**Stated task a:**
Count the lines in the entries below that contain the string "cloth", treating case as significant, and reply with only that number.

**Supplied text:**
:::

Lets start at the top. Judgment is at it’s core an action-RPG-Beat em’ up. You play as private investigator Tak (Takayuki Yagami) who, through circumstances, gets involved into looking into a murder of a Yakuza member who ends up dead with their eyeballs cut out. That is the start of the whole story and eventually leads to Tak researching drug companies, city council members, other Yakuza families, etc. Much like previous Yakuza games, the plot and everything that it entails is told over multiple chapters that have far reaching effects. But we can dive into the plot more later and trust me there is a lot to get to there.

:::

**Dataset records:**
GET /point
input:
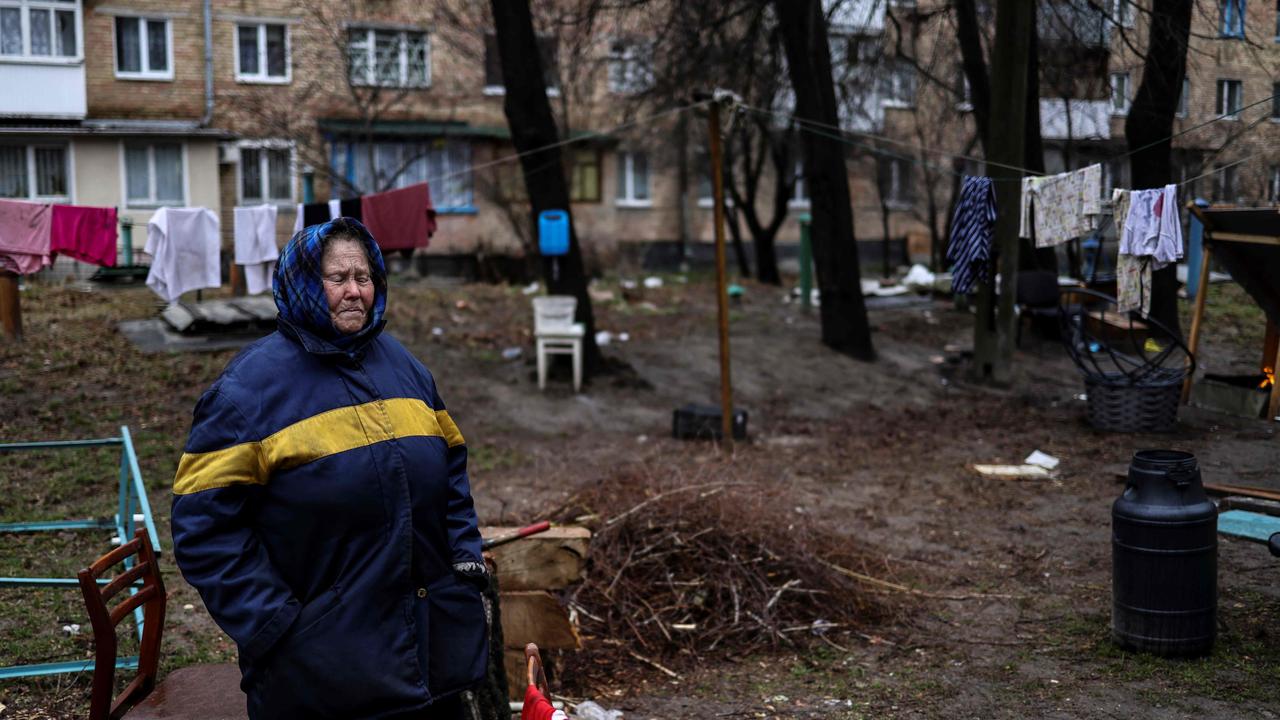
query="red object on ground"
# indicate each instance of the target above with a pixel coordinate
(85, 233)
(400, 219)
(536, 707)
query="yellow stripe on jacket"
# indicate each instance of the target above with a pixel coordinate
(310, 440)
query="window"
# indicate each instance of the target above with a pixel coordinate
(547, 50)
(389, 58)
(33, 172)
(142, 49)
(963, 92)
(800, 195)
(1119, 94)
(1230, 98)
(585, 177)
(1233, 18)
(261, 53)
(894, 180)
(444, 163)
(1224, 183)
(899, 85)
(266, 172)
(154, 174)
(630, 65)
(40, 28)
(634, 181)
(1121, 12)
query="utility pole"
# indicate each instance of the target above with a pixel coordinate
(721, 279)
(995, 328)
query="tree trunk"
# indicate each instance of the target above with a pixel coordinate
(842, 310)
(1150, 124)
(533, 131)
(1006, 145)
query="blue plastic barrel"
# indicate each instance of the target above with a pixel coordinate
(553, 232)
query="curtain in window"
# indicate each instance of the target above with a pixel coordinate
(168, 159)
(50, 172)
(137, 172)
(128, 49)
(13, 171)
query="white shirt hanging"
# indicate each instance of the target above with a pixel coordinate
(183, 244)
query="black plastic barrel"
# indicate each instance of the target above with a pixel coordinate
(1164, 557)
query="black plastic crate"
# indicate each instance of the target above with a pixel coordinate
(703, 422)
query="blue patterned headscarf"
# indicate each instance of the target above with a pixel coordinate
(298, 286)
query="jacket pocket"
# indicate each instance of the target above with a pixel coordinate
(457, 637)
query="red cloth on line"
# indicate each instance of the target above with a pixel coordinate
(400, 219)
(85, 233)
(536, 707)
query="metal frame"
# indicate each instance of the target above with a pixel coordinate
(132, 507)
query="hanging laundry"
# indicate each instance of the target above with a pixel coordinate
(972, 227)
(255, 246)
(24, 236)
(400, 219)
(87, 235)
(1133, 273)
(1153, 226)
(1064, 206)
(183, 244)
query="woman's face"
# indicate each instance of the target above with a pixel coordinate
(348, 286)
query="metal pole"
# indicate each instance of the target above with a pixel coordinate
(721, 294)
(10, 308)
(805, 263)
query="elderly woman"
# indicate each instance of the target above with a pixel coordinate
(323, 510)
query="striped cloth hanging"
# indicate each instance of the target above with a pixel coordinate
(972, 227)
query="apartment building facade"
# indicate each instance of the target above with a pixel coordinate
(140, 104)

:::

**Stated task b:**
Carry on the review of the game Judgment, picking up right after its final sentence.

**Task response a:**
2

**Task response b:**
However your moment to moment in this game is not just watching cutscenes, you walk Tak through a very familiar Kamurocho (if you have played early Yakuza games) getting into street fights with local thugs and other street ruffians as you make your way to different objectives whether they are side quests or main quest lines. Like in other Yakuza games, you can stop at restaurants, bars, arcades, and other spots along the way if you want to explore everything the city has to offer. Whether this is your first game or your 7 game visiting Kamurocho, it is always exciting to just exist in a world that seems to be living and breathing. Pedestrians walk through the city streets, cars drive by, barkers stand outside shops trying to get people to come inside. Restaurants and bars have their own patrons having dinner or grabbing drinks, arcades have the sounds of machines in the background going off, and it is all just a spectacle to behold. Fights start right in the street and people gather around to watch, people react to you running into them, standing on top of a car will have people stop, stare, and record you on their phones. You can sometimes see their thoughts or hear their conversations on the street, and it’s nothing really groundbreaking, but it again just makes it feel more alive. These pedestrians don’t impact the gameplay at all, but its just a nice addition to making the game feel like its own world.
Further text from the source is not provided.